**DATA PROVIDED**

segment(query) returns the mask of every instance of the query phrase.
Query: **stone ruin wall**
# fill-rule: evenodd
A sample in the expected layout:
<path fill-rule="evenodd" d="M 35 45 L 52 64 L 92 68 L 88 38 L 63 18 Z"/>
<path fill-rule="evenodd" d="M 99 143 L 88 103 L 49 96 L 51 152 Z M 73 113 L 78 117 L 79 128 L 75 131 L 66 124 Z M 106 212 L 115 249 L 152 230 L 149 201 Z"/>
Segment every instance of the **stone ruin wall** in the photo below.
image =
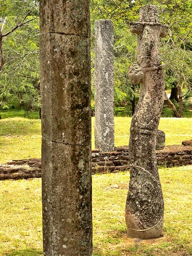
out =
<path fill-rule="evenodd" d="M 173 167 L 192 165 L 192 146 L 173 145 L 156 150 L 159 166 Z M 129 170 L 129 147 L 117 147 L 110 152 L 92 150 L 92 174 Z M 41 159 L 13 160 L 0 165 L 0 180 L 41 177 Z"/>

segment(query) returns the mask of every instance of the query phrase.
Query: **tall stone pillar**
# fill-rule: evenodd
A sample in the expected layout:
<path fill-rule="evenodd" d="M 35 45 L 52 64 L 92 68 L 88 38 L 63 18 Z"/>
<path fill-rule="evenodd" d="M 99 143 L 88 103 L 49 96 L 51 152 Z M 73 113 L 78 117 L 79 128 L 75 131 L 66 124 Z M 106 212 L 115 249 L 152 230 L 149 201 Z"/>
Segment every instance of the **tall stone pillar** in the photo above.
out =
<path fill-rule="evenodd" d="M 95 30 L 95 144 L 101 151 L 112 151 L 114 147 L 113 22 L 97 21 Z"/>
<path fill-rule="evenodd" d="M 154 5 L 140 9 L 139 22 L 131 24 L 137 34 L 137 63 L 131 65 L 131 82 L 141 83 L 141 94 L 132 119 L 129 141 L 130 181 L 126 205 L 130 237 L 152 238 L 162 234 L 163 198 L 155 156 L 155 141 L 164 101 L 164 78 L 159 54 L 159 37 L 167 27 L 159 23 Z"/>
<path fill-rule="evenodd" d="M 89 0 L 40 1 L 43 253 L 92 252 Z"/>

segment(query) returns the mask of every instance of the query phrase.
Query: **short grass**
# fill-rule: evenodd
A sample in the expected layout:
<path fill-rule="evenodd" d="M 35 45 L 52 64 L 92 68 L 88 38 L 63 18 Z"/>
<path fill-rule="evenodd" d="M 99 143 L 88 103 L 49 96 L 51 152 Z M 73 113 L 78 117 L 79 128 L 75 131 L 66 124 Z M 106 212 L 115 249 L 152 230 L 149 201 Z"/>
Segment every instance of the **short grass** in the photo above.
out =
<path fill-rule="evenodd" d="M 125 205 L 129 173 L 93 176 L 93 256 L 192 255 L 192 166 L 161 169 L 163 237 L 127 238 Z M 42 256 L 41 179 L 0 182 L 1 256 Z"/>
<path fill-rule="evenodd" d="M 127 145 L 131 118 L 115 117 L 115 145 Z M 166 145 L 181 144 L 192 139 L 192 118 L 161 118 L 159 129 L 166 134 Z M 92 118 L 92 148 L 94 146 Z M 41 157 L 41 120 L 21 117 L 0 119 L 0 163 Z"/>

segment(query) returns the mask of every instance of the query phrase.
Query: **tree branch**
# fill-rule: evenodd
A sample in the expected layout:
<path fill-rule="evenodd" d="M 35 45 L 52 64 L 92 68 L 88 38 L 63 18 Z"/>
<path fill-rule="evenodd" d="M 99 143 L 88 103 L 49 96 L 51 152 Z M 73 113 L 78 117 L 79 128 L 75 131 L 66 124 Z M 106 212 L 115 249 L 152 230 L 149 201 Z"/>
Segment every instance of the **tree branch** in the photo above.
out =
<path fill-rule="evenodd" d="M 172 110 L 174 111 L 175 116 L 176 117 L 181 117 L 179 114 L 178 113 L 178 111 L 176 109 L 176 107 L 175 107 L 175 105 L 173 104 L 172 101 L 169 99 L 167 94 L 166 94 L 166 91 L 165 91 L 165 101 L 167 103 L 167 105 L 170 107 L 170 109 L 172 109 Z"/>

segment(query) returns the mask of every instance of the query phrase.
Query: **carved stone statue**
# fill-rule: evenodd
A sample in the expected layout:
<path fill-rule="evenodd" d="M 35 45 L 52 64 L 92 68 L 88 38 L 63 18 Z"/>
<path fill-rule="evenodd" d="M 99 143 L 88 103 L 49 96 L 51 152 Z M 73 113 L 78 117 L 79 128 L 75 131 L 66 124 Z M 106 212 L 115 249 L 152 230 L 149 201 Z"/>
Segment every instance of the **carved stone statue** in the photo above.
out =
<path fill-rule="evenodd" d="M 164 203 L 155 157 L 155 141 L 164 100 L 164 77 L 159 37 L 167 26 L 159 23 L 158 9 L 140 9 L 139 22 L 131 23 L 137 34 L 137 63 L 129 69 L 133 84 L 141 83 L 140 98 L 132 119 L 129 141 L 130 181 L 126 205 L 127 235 L 152 238 L 162 234 Z"/>

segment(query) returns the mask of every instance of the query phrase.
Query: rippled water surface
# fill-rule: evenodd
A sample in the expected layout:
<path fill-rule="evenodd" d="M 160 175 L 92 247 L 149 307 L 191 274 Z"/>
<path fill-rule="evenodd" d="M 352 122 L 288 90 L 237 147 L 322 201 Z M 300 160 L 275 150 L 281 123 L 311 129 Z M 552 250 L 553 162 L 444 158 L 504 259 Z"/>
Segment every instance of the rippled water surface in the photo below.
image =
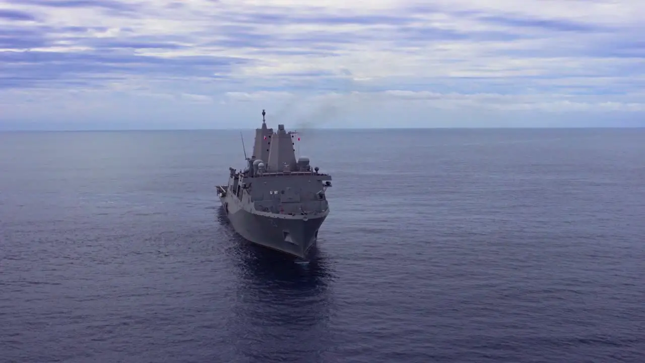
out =
<path fill-rule="evenodd" d="M 0 362 L 645 362 L 645 130 L 302 136 L 308 264 L 221 214 L 235 132 L 0 134 Z"/>

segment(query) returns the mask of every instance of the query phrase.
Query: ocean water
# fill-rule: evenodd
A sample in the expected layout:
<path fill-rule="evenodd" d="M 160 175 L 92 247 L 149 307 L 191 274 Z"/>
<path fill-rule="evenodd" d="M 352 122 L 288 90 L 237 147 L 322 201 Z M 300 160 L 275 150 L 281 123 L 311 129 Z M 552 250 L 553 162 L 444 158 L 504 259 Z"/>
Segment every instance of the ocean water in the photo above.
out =
<path fill-rule="evenodd" d="M 308 264 L 223 217 L 237 132 L 0 134 L 0 362 L 645 362 L 645 130 L 301 137 Z"/>

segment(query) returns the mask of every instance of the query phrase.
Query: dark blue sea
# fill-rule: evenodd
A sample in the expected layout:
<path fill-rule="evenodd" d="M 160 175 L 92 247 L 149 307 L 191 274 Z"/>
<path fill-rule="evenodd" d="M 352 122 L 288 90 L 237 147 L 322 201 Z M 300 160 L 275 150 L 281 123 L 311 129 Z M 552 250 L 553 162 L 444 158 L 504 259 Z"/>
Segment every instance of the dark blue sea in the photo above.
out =
<path fill-rule="evenodd" d="M 0 362 L 642 363 L 644 140 L 305 130 L 298 264 L 222 215 L 237 132 L 0 133 Z"/>

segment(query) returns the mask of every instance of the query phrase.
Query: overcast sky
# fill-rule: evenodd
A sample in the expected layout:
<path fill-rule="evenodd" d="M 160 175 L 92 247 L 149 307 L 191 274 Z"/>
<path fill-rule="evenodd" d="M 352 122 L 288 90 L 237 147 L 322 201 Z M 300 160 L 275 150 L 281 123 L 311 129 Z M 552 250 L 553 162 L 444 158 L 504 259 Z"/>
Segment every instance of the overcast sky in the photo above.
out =
<path fill-rule="evenodd" d="M 0 129 L 645 126 L 643 0 L 0 0 Z"/>

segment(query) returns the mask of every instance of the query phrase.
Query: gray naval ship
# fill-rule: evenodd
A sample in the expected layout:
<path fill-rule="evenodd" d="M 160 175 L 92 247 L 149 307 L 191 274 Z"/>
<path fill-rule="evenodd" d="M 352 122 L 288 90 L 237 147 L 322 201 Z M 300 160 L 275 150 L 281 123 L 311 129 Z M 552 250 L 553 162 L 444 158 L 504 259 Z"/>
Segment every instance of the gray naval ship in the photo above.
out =
<path fill-rule="evenodd" d="M 229 168 L 228 184 L 218 185 L 217 196 L 235 231 L 251 242 L 306 260 L 329 214 L 325 197 L 332 176 L 312 168 L 308 158 L 295 159 L 295 132 L 284 125 L 277 131 L 255 129 L 246 167 Z M 244 140 L 242 140 L 243 147 Z"/>

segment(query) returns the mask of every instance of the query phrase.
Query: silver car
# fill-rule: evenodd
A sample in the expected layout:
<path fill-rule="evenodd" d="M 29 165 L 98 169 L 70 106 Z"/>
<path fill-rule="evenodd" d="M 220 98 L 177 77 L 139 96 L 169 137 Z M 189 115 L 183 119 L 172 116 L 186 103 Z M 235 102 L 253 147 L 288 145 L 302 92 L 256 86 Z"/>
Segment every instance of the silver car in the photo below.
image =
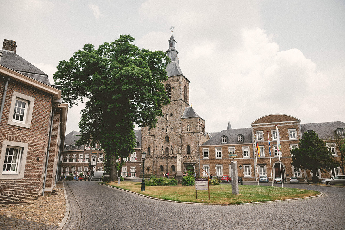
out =
<path fill-rule="evenodd" d="M 290 184 L 293 183 L 299 183 L 298 178 L 297 177 L 291 177 L 290 178 Z"/>
<path fill-rule="evenodd" d="M 345 185 L 345 176 L 336 176 L 329 179 L 323 180 L 321 183 L 326 185 Z"/>

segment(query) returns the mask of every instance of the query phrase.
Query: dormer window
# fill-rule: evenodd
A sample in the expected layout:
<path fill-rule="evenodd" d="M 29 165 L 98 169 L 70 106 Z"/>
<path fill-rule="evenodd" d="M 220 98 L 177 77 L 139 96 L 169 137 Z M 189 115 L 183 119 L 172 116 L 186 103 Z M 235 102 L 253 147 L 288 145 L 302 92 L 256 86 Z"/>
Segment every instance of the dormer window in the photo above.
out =
<path fill-rule="evenodd" d="M 339 128 L 337 129 L 337 136 L 343 137 L 344 136 L 344 132 L 343 129 Z"/>
<path fill-rule="evenodd" d="M 171 87 L 170 86 L 170 85 L 167 84 L 167 85 L 165 86 L 165 92 L 168 97 L 169 100 L 171 100 Z"/>

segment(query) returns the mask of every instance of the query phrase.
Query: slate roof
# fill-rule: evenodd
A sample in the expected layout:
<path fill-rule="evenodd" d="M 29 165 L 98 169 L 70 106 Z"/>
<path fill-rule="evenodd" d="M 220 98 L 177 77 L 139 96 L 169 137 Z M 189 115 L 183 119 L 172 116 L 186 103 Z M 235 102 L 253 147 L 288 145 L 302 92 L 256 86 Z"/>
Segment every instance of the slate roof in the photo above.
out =
<path fill-rule="evenodd" d="M 43 71 L 13 51 L 2 50 L 3 53 L 0 64 L 15 70 L 49 85 L 48 75 Z"/>
<path fill-rule="evenodd" d="M 339 128 L 345 129 L 345 123 L 338 121 L 301 124 L 302 134 L 306 131 L 311 129 L 316 133 L 319 137 L 323 139 L 328 139 L 333 135 L 335 130 Z"/>
<path fill-rule="evenodd" d="M 171 77 L 177 75 L 183 75 L 180 69 L 180 65 L 176 62 L 171 62 L 167 66 L 167 76 Z"/>
<path fill-rule="evenodd" d="M 238 142 L 237 136 L 241 134 L 243 136 L 243 141 Z M 227 137 L 226 143 L 222 143 L 221 137 L 225 135 Z M 224 129 L 218 133 L 210 139 L 201 145 L 231 145 L 231 144 L 253 143 L 252 139 L 252 128 L 245 128 L 234 129 Z"/>
<path fill-rule="evenodd" d="M 200 116 L 194 111 L 191 107 L 186 107 L 185 109 L 185 112 L 182 115 L 182 118 L 188 118 L 190 117 L 200 117 Z"/>

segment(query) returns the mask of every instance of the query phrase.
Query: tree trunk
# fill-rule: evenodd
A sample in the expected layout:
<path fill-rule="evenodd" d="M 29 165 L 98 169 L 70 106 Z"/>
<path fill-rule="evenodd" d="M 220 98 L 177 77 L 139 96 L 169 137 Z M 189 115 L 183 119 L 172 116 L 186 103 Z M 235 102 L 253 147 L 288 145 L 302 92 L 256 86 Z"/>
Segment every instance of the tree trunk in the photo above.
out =
<path fill-rule="evenodd" d="M 318 170 L 317 169 L 313 169 L 312 171 L 313 172 L 313 177 L 312 177 L 312 181 L 313 183 L 317 183 L 319 181 L 319 178 L 316 176 L 316 174 L 317 173 Z"/>

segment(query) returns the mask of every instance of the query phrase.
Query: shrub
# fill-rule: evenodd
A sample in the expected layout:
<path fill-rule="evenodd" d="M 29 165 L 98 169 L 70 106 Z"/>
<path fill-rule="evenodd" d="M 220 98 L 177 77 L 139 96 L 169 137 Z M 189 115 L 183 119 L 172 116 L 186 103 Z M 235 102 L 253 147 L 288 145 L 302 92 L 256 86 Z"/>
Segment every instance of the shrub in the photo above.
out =
<path fill-rule="evenodd" d="M 177 185 L 177 180 L 173 178 L 169 179 L 169 184 L 170 185 Z"/>
<path fill-rule="evenodd" d="M 186 186 L 194 185 L 195 181 L 194 177 L 187 176 L 182 178 L 182 185 Z"/>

**DIRECTIVE**
Convert the material above, from its beginning through the line containing "173 167 L 192", into a CSV with the columns request_text and expected_output, with one row per request. Put each field in double quotes, replace its line breaks with spaces, and leave out the pictures.

**RESPONSE BELOW**
request_text,expected_output
"segment(query) returns the mask of every instance of the query phrase. Query: **stone ruin wall** # fill-rule: evenodd A sample in the expected layout: <path fill-rule=""evenodd"" d=""M 35 45 L 52 64 L 92 68 L 88 38 L 63 18 Z""/> <path fill-rule=""evenodd"" d=""M 99 143 L 88 103 L 49 96 L 51 152 Z M 73 113 L 78 117 L 79 128 L 75 131 L 66 124 Z M 106 212 L 115 249 L 152 230 L 149 201 Z""/> Segment every instance of the **stone ruin wall** in the photo below. image = out =","<path fill-rule=""evenodd"" d=""M 173 167 L 192 165 L 192 146 L 173 145 L 156 150 L 159 166 Z M 129 170 L 129 147 L 117 147 L 110 152 L 92 150 L 92 174 Z M 41 159 L 13 160 L 0 165 L 0 180 L 41 177 Z""/>"